** Exercise input follows **

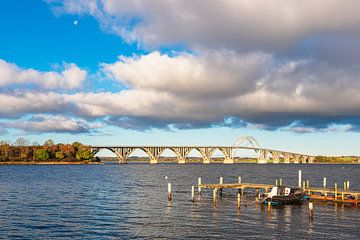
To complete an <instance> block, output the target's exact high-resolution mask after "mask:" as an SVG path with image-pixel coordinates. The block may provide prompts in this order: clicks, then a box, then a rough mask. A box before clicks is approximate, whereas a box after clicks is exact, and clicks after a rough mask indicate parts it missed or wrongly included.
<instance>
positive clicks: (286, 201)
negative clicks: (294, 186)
mask: <svg viewBox="0 0 360 240" xmlns="http://www.w3.org/2000/svg"><path fill="white" fill-rule="evenodd" d="M306 198H307V195H306V193H305V192H304V191H303V190H302V189H301V188H294V187H285V186H281V187H278V186H275V187H273V188H272V189H271V191H270V192H269V193H264V194H259V202H260V203H268V202H271V204H274V205H277V204H300V203H301V202H302V201H303V200H305V199H306Z"/></svg>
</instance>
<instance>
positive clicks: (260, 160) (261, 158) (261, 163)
mask: <svg viewBox="0 0 360 240" xmlns="http://www.w3.org/2000/svg"><path fill="white" fill-rule="evenodd" d="M266 157H267V151H266V150H264V149H260V150H259V156H258V163H261V164H263V163H267V159H266Z"/></svg>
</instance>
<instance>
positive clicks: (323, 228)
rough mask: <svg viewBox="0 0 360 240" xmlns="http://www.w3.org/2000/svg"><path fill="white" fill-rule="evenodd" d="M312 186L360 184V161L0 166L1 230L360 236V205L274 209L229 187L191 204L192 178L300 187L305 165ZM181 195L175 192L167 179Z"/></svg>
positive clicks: (214, 236) (34, 237)
mask: <svg viewBox="0 0 360 240" xmlns="http://www.w3.org/2000/svg"><path fill="white" fill-rule="evenodd" d="M300 168H301V169H302V171H303V177H304V179H309V180H310V182H311V185H312V186H316V185H318V186H321V185H322V178H323V177H324V176H326V177H327V180H328V183H329V184H333V183H334V181H338V182H341V181H345V180H349V181H350V182H351V183H352V186H351V187H352V189H360V166H358V165H343V166H342V165H282V164H279V165H256V164H234V165H221V164H213V165H201V164H191V165H190V164H189V165H175V164H159V165H148V164H128V165H84V166H65V165H64V166H0V183H1V184H0V213H1V215H0V226H1V227H0V236H1V237H2V238H50V237H63V238H75V239H84V238H100V239H103V238H122V239H129V238H149V239H153V238H179V239H180V238H181V239H182V238H191V237H192V238H195V237H196V238H198V239H199V238H202V239H211V238H222V239H234V238H275V239H277V238H320V239H321V238H322V239H329V238H339V237H342V238H359V236H360V230H359V228H358V226H359V224H360V214H359V213H360V212H359V209H358V208H355V207H348V206H343V205H341V204H339V205H338V206H335V205H334V204H321V203H319V204H315V205H314V220H313V223H312V224H310V223H309V210H308V205H307V204H304V205H300V206H299V205H289V206H276V207H272V208H271V211H270V214H268V209H267V206H264V205H261V204H258V203H256V202H255V199H254V195H253V194H254V192H253V193H247V194H245V195H244V196H242V198H241V207H240V209H238V208H237V191H236V190H231V189H224V190H223V194H224V196H223V197H222V198H219V199H218V202H217V207H216V208H214V203H213V196H212V190H207V189H203V192H202V195H201V196H197V197H196V198H195V202H194V203H192V202H191V186H192V185H196V184H197V178H198V177H202V181H203V183H209V182H218V180H219V177H220V176H222V177H224V182H225V183H226V182H236V181H237V179H238V176H241V177H242V179H243V182H259V183H273V182H275V179H278V178H283V179H284V182H286V184H289V185H297V182H296V181H297V172H298V170H299V169H300ZM164 176H168V181H170V182H171V183H172V186H173V201H171V202H168V200H167V181H166V180H165V178H164Z"/></svg>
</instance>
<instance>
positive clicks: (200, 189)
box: [198, 178, 201, 195]
mask: <svg viewBox="0 0 360 240" xmlns="http://www.w3.org/2000/svg"><path fill="white" fill-rule="evenodd" d="M200 185H201V178H198V194H199V195H201V187H200Z"/></svg>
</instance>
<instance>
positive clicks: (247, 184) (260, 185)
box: [198, 183, 274, 193]
mask: <svg viewBox="0 0 360 240" xmlns="http://www.w3.org/2000/svg"><path fill="white" fill-rule="evenodd" d="M273 186H274V185H272V184H260V183H225V184H199V185H198V187H199V188H211V189H224V188H233V189H239V190H241V193H244V190H245V189H247V188H248V189H256V190H257V191H258V190H259V189H264V190H265V192H268V190H269V189H271V188H272V187H273Z"/></svg>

** End of Exercise input **

**Instruction:** Retype all of the entries exactly as written, leaving out any images.

**Answer section:**
To complete an <instance> block, output the target's exact high-resolution mask after "mask:" as an SVG path with image-pixel coordinates. The block may provide prompts in this order: clicks, then a box, then a rough mask. A box before clicks is approximate, whereas a box after clicks is exact, and clicks after a rough mask indicate parts it missed or wrongly included.
<instance>
positive clicks: (286, 201)
negative clicks: (294, 186)
mask: <svg viewBox="0 0 360 240" xmlns="http://www.w3.org/2000/svg"><path fill="white" fill-rule="evenodd" d="M306 198H307V195H306V193H305V192H304V191H303V190H302V189H301V188H294V187H285V186H281V187H278V186H275V187H273V188H272V189H271V191H270V192H269V193H264V194H259V202H260V203H268V202H271V204H274V205H277V204H300V203H301V202H302V201H303V200H305V199H306Z"/></svg>
</instance>
<instance>
positive clicks: (260, 160) (261, 158) (261, 163)
mask: <svg viewBox="0 0 360 240" xmlns="http://www.w3.org/2000/svg"><path fill="white" fill-rule="evenodd" d="M266 157H267V151H266V150H264V149H260V150H259V156H258V163H261V164H263V163H267V159H266Z"/></svg>
</instance>
<instance>
positive clicks: (323, 228)
rough mask: <svg viewBox="0 0 360 240" xmlns="http://www.w3.org/2000/svg"><path fill="white" fill-rule="evenodd" d="M312 186L360 184V161L0 166L1 230L360 236V205L274 209L229 187L191 204L192 178L300 187L305 165ZM181 195L175 192L167 179Z"/></svg>
positive clicks: (214, 236) (34, 237)
mask: <svg viewBox="0 0 360 240" xmlns="http://www.w3.org/2000/svg"><path fill="white" fill-rule="evenodd" d="M300 168H301V169H302V171H303V177H304V179H309V180H310V182H311V185H312V186H316V185H318V186H321V185H322V178H323V177H324V176H326V177H327V180H328V183H329V184H333V183H334V181H338V182H341V181H345V180H349V181H350V182H351V183H352V186H351V187H352V189H360V166H358V165H343V166H342V165H282V164H279V165H256V164H234V165H221V164H213V165H201V164H191V165H190V164H189V165H175V164H159V165H148V164H128V165H84V166H65V165H64V166H0V183H1V184H0V213H1V215H0V226H1V227H0V236H1V237H2V238H50V237H63V238H75V239H84V238H100V239H103V238H122V239H129V238H149V239H153V238H179V239H180V238H181V239H182V238H191V237H192V238H195V237H196V238H198V239H199V238H202V239H211V238H222V239H234V238H275V239H277V238H320V239H321V238H322V239H329V238H339V237H342V238H359V236H360V230H359V228H358V226H359V224H360V214H359V213H360V212H359V209H358V208H355V207H348V206H343V205H341V204H339V205H338V206H335V205H334V204H321V203H319V204H315V205H314V220H313V223H312V224H310V223H309V210H308V205H307V204H304V205H300V206H299V205H289V206H276V207H272V208H271V211H270V214H268V209H267V206H264V205H261V204H258V203H256V202H255V199H254V195H253V194H254V192H253V193H247V194H245V195H244V196H242V198H241V207H240V209H238V208H237V191H236V190H231V189H224V190H223V194H224V196H223V197H222V198H219V199H218V202H217V207H216V208H214V203H213V196H212V190H207V189H203V192H202V195H201V196H197V197H196V198H195V202H194V203H192V202H191V186H192V185H196V184H197V178H198V177H202V181H203V183H209V182H218V180H219V177H220V176H222V177H224V182H225V183H226V182H236V181H237V179H238V176H241V177H242V179H243V182H259V183H273V182H275V179H278V178H283V179H284V182H286V184H289V185H297V182H296V181H297V172H298V170H299V169H300ZM164 176H168V181H170V182H171V183H172V186H173V201H171V202H168V200H167V181H166V180H165V178H164Z"/></svg>
</instance>
<instance>
positive clicks: (200, 189)
box: [198, 178, 201, 195]
mask: <svg viewBox="0 0 360 240" xmlns="http://www.w3.org/2000/svg"><path fill="white" fill-rule="evenodd" d="M200 185H201V178H198V194H199V195H201V187H200Z"/></svg>
</instance>
<instance>
positive clicks: (247, 184) (260, 185)
box: [198, 183, 274, 193]
mask: <svg viewBox="0 0 360 240" xmlns="http://www.w3.org/2000/svg"><path fill="white" fill-rule="evenodd" d="M273 186H274V185H272V184H260V183H225V184H199V185H198V187H199V188H211V189H224V188H233V189H239V190H241V193H244V190H245V189H247V188H248V189H256V190H257V191H258V190H259V189H264V190H265V192H268V190H269V189H271V188H272V187H273Z"/></svg>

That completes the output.